Rewrite these rows so that every "small pebble" becomes "smooth stone" and nothing else changes, and leave the pictures out of your answer.

#### Excerpted records ####

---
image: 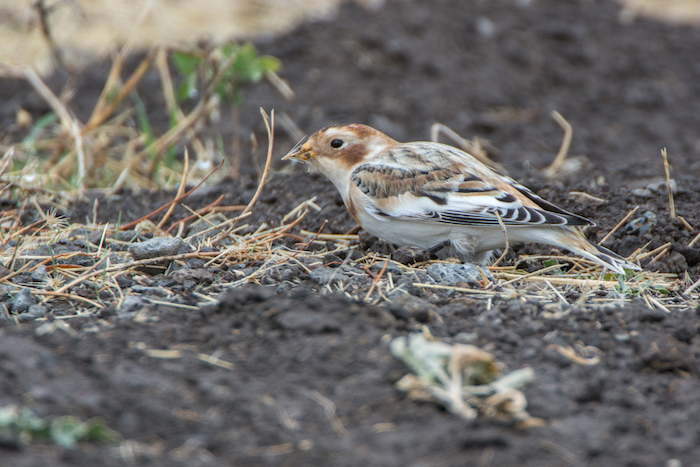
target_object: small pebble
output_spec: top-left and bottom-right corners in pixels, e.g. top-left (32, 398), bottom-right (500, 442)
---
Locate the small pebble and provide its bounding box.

####

**In response**:
---
image: 
target_object: smooth stone
output_spec: top-left and bottom-right corners in pixels, e.g. top-left (32, 398), bottom-right (500, 442)
---
Locate the smooth stone and provide its bounding box.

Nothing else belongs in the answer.